• _What you should do_: Write the next part of the article on abortion as an economic necessity for low-income women, picking up after its final sentence.

• _Extract provided_:
◇ ◇ ◇ ◇ ◇ ◇ ◇
When Abortion Is an Economic Necessity

A new study puts another face on women’s reproductive decision-making during an economic downturn. It indicates that low-income women increasingly are being forced to “choose” abortions out of economic need.

Conducted by independent researcher Robin H. Pugh Yi, Ph.D., president of Akeso Consulting in Vienna, Virginia, the study is called Abortionomics: When Choice Is a Necessity, The Impact of Recession on Abortion. The analysis was commissioned by Merle Hoffman, founder and president of Choices Women’s Medical Center.

On one hand, it seems obvious: When the economy dips, it’s harder for people to raise a family. But this living reality, borne out in the report’s data, remains outside today’s heated political debates about abortion and birth control. As a result, too many politicians seem oblivious to the consequences of unwanted pregnancies and, when carried to term, the resulting births that impose difficult, if not impossible, financial burdens on already strapped mothers and families.

The new report had three key findings. First, as the economic downturn continued, birth rates fell and the demand for contraceptive services, including vasectomies, increased.

Second, as economic factors forced cutbacks in social services, low-income women faced greater difficulties in getting safe and affordable birth control.

Third, faced with these difficulties, more low-income women were choosing abortion. The report cites findings from the well-regarded Guttmacher Institute, showing that in 2008–the last year for which national figures are available–69 percent of women having abortions were living at incomes lower than 200 percent of the federal poverty line, compared to 35 percent of women in the general population. In addition, 42 percent of abortion patients lived below the federal poverty line in 2008 compared to 27 percent in 2000.

The new report also draws upon the experience of local providers and non-profits that assist low income women to show the rise in abortion demand during today’s economically-pressured times. It notes, for example, that Oakland’s ACCESS, which serves only low-income clients, reported that 60 percent of all calls received in 2008 were from women seeking abortions; in 2009, the number increased to 72 percent of all calls.
◇ ◇ ◇ ◇ ◇ ◇ ◇
[Point localization data]
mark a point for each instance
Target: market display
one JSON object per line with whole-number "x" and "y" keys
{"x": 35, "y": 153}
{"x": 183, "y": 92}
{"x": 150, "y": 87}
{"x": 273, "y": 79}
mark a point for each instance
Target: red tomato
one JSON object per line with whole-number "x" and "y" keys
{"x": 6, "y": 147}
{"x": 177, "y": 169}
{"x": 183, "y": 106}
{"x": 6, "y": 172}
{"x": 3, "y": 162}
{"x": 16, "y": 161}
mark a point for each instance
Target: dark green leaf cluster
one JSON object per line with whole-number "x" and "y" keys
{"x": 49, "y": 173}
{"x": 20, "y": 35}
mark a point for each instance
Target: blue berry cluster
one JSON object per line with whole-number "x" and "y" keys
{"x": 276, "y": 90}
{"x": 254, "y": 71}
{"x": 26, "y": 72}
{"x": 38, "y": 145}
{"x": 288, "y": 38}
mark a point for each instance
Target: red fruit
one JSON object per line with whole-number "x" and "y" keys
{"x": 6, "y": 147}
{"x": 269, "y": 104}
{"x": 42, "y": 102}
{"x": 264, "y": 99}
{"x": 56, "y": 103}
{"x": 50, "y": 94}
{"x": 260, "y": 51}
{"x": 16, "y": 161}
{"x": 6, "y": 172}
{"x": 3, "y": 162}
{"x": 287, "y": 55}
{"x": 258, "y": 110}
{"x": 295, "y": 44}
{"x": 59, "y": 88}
◇ ◇ ◇ ◇ ◇ ◇ ◇
• _Output for this exercise_:
The National Network of Abortion Funds, an organization that provides financial support for women who cannot afford the cost of an abortion, reported that calls to its helpline nearly quadrupled from 2008 and 2009.

Finally, at Choices Women’s Medical Center in New York City, demand for abortion services increased four percent from 2008 to 2009, while the number of economically disadvantaged women requesting abortions increased by eight percent in that same time period.

The report concludes:

Given the consistent findings that economics are a critical component in choices regarding abortion, the most effective approach to decreasing abortion rates will involve increased access to comprehensive health care and expanding opportunities for employment and economic stability.

Barring this, as the economy declines, demand for abortion can be expected to increase. Available data suggest that demand is increasing and access is declining. Many women report that they believe economics would force them to choose abortion, regardless of whether it is legal.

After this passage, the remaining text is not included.